Girdi verileri:
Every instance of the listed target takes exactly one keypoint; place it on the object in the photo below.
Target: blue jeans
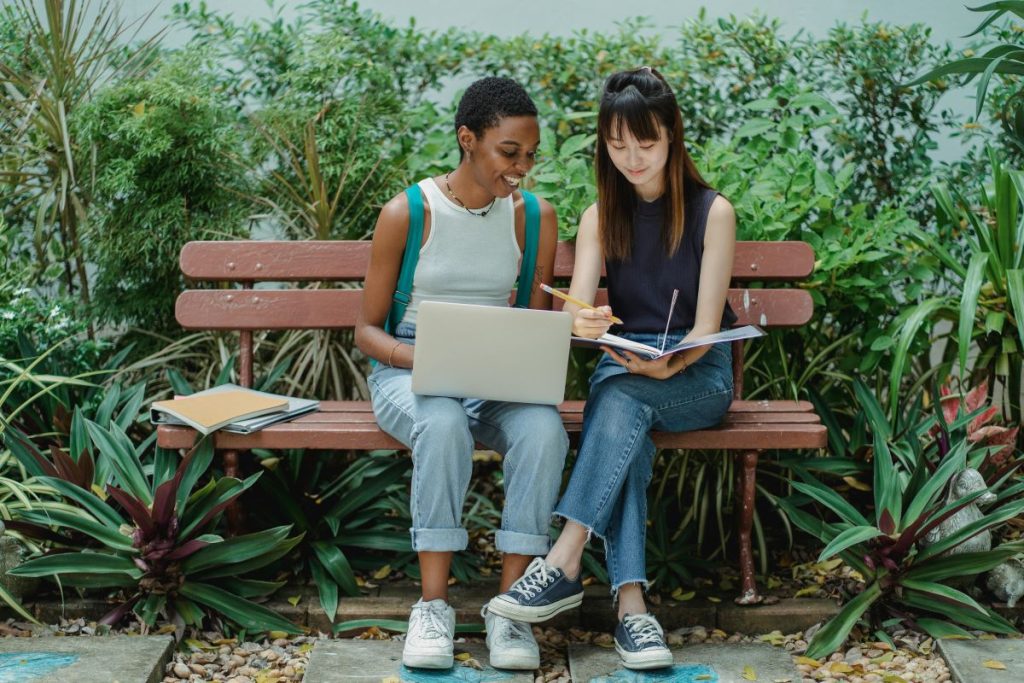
(607, 492)
(441, 431)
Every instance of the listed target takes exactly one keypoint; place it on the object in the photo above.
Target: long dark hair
(639, 100)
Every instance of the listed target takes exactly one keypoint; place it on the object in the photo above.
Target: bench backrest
(245, 264)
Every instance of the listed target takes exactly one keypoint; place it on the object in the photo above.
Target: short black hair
(488, 100)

Göreviniz: Yukarıdaki kayıtların tamamındaki satırları, boş satırları atlayarak, Sıra ve Satır sütunlarından oluşan bir Markdown tablosuna aktarın. Resimleri yanıta dahil etmeyin.

Alıştırma yanıtı:
| Sıra | Satır |
|---|---|
| 1 | Every instance of the listed target takes exactly one keypoint; place it on the object in the photo below. |
| 2 | Target: blue jeans |
| 3 | (607, 492) |
| 4 | (441, 431) |
| 5 | Every instance of the listed target takes exactly one keypoint; place it on the object in the photo above. |
| 6 | Target: long dark hair |
| 7 | (639, 100) |
| 8 | Every instance of the listed target takes exactly one keypoint; place it on the object in the photo above. |
| 9 | Target: bench backrest |
| 10 | (245, 264) |
| 11 | Every instance of the listed target takes exactly one keypoint; place it on the object in the photo above. |
| 12 | Target: short black hair |
| 13 | (488, 100) |